EXERCISE INSTRUCTIONS =>
At the line containing "# put a marker on the blue sign", start repeating the entries exactly, and continue through the last line.
********************
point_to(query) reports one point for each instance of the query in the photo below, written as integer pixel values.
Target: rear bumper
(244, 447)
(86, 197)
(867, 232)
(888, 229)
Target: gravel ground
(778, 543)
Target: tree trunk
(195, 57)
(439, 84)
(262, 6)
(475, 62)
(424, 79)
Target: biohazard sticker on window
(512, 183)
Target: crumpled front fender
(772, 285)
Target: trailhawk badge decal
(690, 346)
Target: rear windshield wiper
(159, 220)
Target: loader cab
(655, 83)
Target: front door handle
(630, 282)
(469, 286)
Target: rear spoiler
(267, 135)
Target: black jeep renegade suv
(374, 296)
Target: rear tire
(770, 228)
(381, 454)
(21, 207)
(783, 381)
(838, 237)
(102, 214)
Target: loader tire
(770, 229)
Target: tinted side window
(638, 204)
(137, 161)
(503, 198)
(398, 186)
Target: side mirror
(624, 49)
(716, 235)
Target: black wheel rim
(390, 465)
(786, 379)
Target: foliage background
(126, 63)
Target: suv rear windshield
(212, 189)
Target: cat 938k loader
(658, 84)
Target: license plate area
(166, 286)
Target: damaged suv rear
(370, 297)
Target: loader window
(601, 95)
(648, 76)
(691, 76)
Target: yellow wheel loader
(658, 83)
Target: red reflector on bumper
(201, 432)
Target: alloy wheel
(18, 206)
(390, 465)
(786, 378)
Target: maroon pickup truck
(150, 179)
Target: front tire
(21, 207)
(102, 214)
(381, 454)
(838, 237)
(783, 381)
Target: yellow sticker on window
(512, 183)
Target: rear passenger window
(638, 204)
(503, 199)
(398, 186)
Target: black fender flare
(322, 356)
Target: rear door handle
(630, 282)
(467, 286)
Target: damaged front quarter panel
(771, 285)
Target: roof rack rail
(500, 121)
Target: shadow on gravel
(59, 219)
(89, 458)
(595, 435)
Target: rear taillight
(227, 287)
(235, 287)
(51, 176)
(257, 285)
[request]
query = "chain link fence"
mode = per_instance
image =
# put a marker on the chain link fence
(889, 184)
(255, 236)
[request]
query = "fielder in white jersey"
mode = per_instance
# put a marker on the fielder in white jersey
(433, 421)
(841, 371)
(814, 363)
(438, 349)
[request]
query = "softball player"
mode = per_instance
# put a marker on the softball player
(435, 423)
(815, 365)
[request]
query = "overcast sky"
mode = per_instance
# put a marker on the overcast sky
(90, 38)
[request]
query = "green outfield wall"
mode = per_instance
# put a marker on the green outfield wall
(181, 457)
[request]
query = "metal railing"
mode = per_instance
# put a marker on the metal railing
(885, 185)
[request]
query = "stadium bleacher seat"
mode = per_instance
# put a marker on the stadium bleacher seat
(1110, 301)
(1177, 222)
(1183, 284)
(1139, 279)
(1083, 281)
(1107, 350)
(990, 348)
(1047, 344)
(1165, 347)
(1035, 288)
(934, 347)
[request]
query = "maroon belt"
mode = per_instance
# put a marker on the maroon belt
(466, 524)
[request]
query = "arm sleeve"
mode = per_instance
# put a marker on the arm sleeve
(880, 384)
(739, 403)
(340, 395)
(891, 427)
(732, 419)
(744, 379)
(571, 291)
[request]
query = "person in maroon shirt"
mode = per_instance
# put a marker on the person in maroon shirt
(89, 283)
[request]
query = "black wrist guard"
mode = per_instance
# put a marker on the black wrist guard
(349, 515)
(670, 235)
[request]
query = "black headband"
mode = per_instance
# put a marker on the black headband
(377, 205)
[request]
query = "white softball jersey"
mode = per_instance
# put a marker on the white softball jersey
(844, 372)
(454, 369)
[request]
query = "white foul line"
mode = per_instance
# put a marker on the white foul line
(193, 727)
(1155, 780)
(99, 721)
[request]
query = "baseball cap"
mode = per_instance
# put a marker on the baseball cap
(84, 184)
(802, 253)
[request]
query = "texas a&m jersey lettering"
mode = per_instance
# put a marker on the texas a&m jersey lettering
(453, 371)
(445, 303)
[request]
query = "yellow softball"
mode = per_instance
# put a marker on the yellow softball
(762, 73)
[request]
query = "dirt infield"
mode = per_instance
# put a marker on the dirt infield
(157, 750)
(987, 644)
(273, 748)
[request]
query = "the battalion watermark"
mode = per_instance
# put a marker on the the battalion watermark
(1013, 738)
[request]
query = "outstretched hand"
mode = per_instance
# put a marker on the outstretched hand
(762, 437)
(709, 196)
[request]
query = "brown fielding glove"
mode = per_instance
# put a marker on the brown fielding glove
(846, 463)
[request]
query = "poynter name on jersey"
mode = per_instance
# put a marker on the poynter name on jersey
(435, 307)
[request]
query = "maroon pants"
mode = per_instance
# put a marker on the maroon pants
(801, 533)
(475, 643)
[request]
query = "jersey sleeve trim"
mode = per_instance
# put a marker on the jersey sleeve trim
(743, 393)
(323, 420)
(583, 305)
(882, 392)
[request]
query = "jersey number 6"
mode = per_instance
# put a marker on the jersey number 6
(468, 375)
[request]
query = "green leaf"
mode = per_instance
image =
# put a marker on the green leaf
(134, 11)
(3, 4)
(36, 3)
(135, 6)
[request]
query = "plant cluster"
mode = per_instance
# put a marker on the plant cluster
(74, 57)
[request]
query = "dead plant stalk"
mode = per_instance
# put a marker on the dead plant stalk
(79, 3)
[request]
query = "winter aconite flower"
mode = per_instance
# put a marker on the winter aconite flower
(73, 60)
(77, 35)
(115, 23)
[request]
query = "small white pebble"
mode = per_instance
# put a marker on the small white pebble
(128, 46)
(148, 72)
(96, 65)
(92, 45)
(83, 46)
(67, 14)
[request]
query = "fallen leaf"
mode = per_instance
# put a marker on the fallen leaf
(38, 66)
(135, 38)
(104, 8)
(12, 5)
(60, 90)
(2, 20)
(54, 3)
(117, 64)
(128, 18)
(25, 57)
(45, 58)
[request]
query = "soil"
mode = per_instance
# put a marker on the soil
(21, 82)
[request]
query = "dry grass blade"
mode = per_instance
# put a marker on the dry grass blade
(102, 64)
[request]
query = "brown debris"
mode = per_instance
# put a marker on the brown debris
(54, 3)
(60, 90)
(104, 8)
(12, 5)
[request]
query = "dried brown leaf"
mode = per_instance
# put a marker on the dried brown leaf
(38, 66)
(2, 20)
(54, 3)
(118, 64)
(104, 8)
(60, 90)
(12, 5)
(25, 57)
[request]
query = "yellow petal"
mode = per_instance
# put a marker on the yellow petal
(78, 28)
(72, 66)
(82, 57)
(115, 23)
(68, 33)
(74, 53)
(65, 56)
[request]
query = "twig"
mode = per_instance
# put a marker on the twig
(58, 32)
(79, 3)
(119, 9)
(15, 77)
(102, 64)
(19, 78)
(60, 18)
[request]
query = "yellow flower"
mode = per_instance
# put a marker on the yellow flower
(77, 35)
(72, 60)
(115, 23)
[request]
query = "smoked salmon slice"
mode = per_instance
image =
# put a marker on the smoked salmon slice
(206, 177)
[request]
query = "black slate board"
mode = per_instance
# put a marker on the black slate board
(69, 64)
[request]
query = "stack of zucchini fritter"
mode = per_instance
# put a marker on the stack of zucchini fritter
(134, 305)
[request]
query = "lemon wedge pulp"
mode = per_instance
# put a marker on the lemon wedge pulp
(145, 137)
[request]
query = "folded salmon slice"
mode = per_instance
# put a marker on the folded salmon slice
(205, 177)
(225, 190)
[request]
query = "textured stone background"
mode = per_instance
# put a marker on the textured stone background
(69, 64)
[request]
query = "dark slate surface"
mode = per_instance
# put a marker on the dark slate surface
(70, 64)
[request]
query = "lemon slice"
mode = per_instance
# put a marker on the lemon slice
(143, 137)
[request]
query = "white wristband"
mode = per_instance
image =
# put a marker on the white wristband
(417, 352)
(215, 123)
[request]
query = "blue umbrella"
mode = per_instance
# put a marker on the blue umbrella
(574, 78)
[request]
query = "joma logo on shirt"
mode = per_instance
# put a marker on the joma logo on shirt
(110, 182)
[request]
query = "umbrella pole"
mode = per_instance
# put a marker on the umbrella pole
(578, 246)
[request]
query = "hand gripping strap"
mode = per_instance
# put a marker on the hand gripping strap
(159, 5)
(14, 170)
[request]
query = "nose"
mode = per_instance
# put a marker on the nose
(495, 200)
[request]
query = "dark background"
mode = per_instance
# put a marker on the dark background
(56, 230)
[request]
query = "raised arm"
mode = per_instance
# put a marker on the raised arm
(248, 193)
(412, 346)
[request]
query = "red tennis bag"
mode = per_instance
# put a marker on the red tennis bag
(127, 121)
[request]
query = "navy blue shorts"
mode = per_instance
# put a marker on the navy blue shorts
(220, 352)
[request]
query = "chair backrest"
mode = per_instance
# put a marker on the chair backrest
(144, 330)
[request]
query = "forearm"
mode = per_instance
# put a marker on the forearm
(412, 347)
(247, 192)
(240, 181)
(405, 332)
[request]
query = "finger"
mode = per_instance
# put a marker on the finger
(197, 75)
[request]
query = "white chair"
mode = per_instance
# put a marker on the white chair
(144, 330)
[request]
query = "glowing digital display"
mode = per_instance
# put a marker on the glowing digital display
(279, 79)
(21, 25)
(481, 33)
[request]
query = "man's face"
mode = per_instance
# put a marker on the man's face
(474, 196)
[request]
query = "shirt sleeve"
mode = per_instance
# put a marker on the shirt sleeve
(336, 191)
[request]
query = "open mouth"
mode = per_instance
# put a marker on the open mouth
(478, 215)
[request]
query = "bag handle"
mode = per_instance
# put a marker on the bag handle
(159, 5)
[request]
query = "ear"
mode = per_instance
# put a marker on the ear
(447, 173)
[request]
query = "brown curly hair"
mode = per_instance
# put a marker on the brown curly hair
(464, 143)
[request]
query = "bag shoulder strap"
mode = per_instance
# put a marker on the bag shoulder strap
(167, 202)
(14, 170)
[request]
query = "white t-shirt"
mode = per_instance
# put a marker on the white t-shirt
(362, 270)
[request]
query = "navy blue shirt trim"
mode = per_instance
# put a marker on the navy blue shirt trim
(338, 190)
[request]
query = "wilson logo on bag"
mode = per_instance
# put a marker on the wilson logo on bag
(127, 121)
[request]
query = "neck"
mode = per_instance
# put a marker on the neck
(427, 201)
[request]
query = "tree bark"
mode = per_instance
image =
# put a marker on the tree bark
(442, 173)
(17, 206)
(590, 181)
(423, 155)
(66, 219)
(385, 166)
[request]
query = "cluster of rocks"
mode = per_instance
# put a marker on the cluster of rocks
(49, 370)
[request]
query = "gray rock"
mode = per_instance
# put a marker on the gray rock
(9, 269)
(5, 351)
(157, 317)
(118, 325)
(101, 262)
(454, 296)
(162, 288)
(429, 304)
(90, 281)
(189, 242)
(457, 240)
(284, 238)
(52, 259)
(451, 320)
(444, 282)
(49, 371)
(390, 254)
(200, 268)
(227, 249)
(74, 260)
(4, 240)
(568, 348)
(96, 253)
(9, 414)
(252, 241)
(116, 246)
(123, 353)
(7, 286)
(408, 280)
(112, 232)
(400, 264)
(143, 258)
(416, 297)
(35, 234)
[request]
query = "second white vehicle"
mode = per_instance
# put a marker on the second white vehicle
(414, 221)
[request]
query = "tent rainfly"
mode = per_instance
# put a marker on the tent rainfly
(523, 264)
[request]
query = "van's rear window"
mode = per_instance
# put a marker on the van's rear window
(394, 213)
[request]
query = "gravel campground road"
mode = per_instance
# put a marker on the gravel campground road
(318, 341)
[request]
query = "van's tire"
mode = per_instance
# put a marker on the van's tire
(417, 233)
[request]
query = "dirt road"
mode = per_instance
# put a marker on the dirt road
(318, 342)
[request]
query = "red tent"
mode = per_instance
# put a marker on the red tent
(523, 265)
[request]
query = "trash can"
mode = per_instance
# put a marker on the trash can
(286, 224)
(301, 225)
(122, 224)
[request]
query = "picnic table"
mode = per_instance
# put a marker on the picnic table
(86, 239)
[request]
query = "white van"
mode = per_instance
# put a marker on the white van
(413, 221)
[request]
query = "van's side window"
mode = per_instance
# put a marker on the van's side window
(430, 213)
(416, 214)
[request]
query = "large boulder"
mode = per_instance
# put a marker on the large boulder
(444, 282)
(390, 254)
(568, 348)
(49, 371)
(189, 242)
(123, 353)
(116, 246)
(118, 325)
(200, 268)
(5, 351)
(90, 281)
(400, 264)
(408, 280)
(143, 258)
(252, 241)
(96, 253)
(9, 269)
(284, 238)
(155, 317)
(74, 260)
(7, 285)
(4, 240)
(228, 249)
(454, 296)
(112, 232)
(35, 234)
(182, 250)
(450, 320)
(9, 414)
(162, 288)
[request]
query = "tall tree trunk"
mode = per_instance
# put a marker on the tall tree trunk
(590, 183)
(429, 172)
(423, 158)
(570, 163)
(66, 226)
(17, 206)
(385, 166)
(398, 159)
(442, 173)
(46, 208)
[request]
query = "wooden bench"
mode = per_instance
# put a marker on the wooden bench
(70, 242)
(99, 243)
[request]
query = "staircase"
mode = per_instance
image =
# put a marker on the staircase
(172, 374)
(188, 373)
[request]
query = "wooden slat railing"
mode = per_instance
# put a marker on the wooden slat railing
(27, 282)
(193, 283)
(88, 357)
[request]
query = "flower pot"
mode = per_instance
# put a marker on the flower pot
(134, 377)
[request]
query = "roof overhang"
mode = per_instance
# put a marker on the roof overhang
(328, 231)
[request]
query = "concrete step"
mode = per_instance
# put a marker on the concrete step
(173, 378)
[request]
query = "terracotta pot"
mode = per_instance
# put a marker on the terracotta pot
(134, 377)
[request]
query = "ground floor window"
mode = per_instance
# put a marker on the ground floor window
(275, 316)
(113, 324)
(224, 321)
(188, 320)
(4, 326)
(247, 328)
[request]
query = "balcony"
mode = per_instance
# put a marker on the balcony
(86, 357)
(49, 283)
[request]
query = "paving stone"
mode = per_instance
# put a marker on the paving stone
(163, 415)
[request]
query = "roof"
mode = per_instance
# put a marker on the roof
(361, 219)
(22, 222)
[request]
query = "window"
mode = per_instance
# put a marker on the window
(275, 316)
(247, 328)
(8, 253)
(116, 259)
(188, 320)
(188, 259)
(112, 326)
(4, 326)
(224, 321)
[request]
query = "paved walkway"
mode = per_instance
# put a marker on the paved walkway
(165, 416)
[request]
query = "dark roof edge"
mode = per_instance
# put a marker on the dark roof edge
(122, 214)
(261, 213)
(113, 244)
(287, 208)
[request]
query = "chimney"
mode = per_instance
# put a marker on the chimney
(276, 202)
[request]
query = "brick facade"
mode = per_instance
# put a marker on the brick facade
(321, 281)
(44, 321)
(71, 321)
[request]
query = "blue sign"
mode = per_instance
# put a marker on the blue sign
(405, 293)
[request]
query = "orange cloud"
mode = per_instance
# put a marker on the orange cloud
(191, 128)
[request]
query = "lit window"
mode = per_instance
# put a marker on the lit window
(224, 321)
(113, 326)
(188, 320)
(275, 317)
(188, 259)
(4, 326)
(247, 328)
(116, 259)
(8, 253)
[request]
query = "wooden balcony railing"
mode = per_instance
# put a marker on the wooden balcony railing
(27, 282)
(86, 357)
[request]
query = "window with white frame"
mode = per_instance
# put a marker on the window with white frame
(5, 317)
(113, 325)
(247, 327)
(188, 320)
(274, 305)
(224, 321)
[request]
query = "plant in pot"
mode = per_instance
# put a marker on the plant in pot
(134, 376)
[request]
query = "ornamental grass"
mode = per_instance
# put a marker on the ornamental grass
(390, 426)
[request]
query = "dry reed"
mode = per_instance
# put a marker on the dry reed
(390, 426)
********************
EXERCISE RESPONSE =>
# put a marker on the blue sign
(405, 293)
[request]
query = "orange cloud"
mode = per_instance
# put a marker on the orange cloud
(191, 128)
[request]
query = "lit window"
mode = per_instance
# put a marker on the lit window
(224, 321)
(113, 326)
(188, 320)
(275, 317)
(188, 259)
(4, 326)
(247, 328)
(116, 259)
(8, 253)
[request]
query = "wooden balcony railing"
mode = per_instance
# put a marker on the wooden balcony railing
(27, 282)
(86, 357)
[request]
query = "window with white frame"
mode = per_instance
# put a marker on the window with white frame
(5, 317)
(113, 325)
(247, 327)
(188, 320)
(274, 305)
(224, 321)
[request]
query = "plant in pot"
mode = per_instance
# put a marker on the plant in pot
(134, 376)
[request]
query = "ornamental grass"
mode = per_instance
# put a marker on the ornamental grass
(390, 426)
[request]
query = "dry reed"
mode = per_instance
# put a marker on the dry reed
(390, 426)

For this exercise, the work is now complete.